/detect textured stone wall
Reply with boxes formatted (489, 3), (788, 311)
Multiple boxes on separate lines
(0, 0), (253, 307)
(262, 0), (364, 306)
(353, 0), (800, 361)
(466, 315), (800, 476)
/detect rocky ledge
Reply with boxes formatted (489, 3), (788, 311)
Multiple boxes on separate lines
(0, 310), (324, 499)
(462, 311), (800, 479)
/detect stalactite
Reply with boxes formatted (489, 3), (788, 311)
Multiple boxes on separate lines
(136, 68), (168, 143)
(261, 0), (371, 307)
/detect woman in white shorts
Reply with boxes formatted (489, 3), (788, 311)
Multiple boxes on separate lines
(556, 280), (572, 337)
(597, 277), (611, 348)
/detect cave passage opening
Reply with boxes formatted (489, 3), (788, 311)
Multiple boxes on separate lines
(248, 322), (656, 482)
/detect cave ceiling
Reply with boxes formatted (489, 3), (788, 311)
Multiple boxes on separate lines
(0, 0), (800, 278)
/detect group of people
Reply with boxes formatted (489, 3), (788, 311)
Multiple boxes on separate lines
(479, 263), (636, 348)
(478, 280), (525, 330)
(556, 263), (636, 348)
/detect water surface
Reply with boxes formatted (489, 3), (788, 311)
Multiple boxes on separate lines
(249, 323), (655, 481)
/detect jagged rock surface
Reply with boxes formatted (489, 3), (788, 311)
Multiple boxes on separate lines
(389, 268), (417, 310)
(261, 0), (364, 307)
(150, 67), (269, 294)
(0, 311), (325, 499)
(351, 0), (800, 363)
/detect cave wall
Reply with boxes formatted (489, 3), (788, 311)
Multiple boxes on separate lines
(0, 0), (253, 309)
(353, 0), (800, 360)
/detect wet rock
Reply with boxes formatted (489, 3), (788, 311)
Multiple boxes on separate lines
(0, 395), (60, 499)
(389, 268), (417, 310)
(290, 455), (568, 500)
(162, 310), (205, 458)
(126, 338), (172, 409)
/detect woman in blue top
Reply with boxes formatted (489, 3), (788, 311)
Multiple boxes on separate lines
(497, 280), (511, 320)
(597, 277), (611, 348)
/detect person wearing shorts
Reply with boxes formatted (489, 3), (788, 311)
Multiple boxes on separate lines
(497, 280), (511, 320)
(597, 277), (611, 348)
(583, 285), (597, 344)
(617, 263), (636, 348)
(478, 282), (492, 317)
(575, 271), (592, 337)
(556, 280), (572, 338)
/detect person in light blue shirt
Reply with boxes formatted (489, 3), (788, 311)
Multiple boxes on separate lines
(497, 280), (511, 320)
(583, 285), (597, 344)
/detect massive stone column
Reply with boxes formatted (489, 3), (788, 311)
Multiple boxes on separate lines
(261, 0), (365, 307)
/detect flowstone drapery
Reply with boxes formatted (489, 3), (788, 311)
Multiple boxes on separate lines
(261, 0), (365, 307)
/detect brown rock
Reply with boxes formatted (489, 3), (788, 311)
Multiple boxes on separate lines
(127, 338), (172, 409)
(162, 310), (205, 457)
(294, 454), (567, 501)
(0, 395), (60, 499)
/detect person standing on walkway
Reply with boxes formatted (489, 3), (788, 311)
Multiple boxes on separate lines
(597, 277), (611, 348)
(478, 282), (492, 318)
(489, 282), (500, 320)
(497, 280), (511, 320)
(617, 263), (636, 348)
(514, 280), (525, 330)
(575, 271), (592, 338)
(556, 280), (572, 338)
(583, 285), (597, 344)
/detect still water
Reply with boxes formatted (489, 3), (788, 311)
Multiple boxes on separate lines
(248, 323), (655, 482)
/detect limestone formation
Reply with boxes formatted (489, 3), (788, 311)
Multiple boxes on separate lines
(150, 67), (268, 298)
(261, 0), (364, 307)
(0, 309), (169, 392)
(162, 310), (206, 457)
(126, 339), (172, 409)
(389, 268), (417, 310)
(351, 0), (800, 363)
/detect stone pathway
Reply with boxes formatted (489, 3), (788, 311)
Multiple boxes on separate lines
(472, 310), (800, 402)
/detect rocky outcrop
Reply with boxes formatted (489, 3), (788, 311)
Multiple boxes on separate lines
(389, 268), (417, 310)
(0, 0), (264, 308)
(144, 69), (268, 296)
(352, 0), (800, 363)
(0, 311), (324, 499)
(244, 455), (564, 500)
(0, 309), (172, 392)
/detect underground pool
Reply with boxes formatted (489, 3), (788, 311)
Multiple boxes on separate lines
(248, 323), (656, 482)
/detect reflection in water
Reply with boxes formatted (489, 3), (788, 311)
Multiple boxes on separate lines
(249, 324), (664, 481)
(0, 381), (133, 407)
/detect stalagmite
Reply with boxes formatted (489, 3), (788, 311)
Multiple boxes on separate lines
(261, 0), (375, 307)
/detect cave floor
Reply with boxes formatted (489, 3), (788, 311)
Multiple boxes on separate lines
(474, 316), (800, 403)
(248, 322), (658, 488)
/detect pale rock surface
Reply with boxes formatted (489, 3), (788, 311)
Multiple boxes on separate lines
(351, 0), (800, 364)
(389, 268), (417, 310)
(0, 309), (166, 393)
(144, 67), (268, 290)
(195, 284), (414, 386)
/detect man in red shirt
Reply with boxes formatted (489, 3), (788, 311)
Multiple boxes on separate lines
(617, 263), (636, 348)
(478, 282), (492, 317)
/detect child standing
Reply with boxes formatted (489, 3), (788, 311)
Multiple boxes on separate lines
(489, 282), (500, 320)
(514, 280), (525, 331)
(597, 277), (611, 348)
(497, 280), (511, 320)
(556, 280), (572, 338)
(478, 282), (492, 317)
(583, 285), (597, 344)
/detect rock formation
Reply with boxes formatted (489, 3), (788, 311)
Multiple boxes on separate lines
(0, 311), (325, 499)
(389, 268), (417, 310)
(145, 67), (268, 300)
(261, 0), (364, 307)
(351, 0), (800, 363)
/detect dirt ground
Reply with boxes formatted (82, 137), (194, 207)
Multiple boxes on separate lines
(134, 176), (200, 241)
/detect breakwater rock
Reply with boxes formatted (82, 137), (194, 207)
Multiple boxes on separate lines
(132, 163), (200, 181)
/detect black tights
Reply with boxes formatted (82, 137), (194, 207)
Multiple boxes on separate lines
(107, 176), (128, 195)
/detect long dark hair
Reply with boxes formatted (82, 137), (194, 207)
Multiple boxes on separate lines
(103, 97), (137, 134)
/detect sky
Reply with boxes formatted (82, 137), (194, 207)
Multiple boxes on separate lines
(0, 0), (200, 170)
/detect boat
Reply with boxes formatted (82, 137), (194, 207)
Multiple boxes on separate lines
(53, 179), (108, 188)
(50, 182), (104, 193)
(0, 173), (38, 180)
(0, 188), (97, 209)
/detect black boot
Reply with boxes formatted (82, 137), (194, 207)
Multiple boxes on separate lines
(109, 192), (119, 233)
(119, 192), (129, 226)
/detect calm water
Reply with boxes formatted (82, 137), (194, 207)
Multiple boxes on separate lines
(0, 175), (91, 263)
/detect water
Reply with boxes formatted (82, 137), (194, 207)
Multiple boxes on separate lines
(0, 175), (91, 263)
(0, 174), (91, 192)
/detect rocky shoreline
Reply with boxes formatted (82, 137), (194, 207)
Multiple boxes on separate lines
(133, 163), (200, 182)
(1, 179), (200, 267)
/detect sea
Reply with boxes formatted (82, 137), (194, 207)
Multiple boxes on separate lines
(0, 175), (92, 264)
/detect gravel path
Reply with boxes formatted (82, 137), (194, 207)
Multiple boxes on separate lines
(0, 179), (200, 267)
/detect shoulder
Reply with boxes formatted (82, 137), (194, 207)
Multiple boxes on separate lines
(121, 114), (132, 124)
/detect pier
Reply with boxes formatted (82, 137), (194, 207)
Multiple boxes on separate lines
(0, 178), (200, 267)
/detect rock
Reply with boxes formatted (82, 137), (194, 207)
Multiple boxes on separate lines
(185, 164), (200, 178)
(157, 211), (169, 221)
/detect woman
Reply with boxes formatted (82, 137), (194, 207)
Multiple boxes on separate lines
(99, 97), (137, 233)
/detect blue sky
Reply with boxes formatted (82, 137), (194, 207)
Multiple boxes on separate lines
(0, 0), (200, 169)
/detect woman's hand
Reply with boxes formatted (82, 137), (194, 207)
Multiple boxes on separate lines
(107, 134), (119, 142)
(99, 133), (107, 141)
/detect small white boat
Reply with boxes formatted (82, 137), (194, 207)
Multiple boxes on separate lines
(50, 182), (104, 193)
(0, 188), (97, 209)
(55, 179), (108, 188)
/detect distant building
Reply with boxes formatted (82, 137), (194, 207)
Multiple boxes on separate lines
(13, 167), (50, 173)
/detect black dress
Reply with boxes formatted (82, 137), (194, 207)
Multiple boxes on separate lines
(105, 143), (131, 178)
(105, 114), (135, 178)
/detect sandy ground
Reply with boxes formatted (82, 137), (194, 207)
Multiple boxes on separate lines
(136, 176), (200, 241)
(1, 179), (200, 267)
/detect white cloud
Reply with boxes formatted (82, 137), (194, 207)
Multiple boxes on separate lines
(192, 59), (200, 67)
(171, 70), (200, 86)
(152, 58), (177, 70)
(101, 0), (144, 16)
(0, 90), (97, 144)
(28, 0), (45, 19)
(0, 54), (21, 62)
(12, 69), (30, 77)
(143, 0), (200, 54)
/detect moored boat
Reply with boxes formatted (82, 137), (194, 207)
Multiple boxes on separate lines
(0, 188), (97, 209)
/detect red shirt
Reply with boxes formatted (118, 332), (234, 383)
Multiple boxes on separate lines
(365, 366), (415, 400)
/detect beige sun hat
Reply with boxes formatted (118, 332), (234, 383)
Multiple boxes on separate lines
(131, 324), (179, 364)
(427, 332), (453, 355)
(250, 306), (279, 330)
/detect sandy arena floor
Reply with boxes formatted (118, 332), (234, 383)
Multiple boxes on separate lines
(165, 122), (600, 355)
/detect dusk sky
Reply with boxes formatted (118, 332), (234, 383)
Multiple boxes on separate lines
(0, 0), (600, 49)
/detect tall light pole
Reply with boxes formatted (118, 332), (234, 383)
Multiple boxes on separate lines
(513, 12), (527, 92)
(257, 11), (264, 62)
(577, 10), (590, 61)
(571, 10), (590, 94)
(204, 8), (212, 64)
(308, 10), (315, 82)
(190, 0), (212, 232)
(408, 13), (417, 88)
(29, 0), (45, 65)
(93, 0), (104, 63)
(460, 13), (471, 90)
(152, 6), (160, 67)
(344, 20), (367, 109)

*****

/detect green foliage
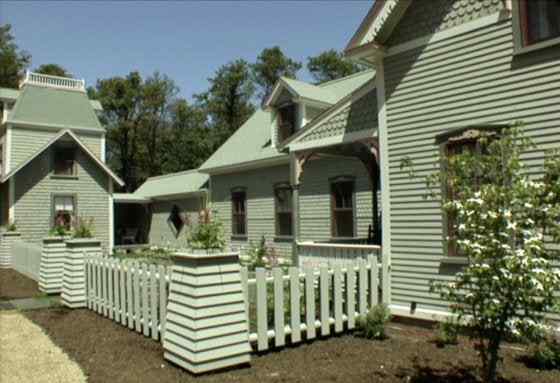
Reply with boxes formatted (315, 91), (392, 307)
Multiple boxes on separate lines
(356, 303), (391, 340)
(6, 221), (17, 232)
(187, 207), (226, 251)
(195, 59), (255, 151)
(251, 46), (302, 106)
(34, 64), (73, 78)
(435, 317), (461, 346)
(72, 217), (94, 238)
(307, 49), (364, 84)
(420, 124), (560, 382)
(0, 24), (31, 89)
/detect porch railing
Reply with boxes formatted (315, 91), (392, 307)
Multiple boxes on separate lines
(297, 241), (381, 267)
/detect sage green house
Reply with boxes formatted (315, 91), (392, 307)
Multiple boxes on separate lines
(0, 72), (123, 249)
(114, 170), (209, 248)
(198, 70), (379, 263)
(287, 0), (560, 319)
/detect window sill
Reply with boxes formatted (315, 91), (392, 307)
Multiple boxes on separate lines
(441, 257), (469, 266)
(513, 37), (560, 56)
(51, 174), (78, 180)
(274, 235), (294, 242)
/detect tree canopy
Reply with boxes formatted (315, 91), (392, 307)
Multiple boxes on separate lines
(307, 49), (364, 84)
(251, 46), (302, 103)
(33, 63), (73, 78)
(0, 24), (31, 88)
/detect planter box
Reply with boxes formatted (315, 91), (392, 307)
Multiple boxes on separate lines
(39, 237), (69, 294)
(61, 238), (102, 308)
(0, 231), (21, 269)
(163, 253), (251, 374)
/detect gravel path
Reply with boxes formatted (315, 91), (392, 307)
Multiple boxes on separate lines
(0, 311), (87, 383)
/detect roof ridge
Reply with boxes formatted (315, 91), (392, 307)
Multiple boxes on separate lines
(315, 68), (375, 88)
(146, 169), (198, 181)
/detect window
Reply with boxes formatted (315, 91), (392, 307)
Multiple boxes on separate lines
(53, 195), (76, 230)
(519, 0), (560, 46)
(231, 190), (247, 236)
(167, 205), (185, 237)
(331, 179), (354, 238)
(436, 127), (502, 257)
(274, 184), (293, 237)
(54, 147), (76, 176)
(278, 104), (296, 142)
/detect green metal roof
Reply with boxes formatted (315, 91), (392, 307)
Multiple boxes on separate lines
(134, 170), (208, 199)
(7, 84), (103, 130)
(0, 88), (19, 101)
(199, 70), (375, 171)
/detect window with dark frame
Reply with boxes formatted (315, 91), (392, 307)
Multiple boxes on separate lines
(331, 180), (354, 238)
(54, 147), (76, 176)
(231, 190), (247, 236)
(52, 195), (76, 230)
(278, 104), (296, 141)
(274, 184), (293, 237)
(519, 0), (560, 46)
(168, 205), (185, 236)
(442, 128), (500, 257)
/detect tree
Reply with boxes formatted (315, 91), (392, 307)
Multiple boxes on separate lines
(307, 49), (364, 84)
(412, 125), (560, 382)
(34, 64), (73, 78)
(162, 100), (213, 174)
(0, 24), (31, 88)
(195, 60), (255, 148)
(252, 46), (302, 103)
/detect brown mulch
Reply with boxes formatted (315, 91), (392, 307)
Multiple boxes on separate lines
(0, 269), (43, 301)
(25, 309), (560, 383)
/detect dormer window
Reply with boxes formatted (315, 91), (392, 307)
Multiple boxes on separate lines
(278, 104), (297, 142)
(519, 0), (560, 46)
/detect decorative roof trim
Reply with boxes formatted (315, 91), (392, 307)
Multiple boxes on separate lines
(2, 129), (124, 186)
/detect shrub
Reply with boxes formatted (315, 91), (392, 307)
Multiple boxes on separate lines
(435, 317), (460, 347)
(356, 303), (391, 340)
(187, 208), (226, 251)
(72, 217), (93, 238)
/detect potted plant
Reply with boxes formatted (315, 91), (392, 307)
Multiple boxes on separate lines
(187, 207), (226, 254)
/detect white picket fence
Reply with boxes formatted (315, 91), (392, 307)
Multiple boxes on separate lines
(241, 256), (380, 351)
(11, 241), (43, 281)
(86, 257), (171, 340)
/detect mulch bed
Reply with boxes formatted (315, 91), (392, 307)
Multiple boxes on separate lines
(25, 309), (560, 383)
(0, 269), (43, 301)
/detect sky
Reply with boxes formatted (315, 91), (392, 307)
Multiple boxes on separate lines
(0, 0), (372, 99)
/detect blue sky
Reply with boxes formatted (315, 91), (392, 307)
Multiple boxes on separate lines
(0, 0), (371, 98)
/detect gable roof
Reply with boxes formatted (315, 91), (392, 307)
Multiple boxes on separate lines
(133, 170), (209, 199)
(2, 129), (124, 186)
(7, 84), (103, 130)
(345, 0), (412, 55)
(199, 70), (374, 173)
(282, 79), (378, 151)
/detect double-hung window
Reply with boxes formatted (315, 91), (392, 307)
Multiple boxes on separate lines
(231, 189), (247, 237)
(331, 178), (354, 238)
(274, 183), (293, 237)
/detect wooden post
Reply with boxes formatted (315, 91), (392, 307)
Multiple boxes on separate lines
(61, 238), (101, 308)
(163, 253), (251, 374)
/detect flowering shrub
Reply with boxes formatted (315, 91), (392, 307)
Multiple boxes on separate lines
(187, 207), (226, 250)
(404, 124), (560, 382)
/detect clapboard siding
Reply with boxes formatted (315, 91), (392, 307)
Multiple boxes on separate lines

*****

- [PROBLEM STATEMENT]:
Reproduce the lines verbatim, starting at the line that contains "textured stone wall" and ending at the line that contains "(0, 0), (800, 278)", with both of those lines included.

- [RESULT OF THIS EXERCISE]:
/detect textured stone wall
Reply with boxes formatted (489, 3), (788, 311)
Multiple boxes on separate lines
(0, 0), (253, 307)
(262, 0), (364, 306)
(353, 0), (800, 361)
(466, 315), (800, 476)
/detect rocky ledge
Reply with boxes formatted (489, 3), (788, 311)
Multiple boxes on separate lines
(0, 310), (324, 499)
(462, 311), (800, 479)
/detect stalactite
Reply with boxes formatted (489, 3), (788, 311)
Multiple boxes on separate lines
(136, 68), (168, 143)
(261, 0), (371, 307)
/detect woman in white shorts
Reply with boxes formatted (489, 3), (788, 311)
Multiple boxes on separate lines
(556, 280), (572, 337)
(597, 277), (611, 348)
/detect cave passage opening
Reply with boxes formatted (489, 3), (788, 311)
Multiple boxes on separate lines
(248, 322), (656, 482)
/detect cave ceiling
Reply with boxes formatted (489, 3), (788, 311)
Multiple boxes on separate lines
(0, 0), (800, 278)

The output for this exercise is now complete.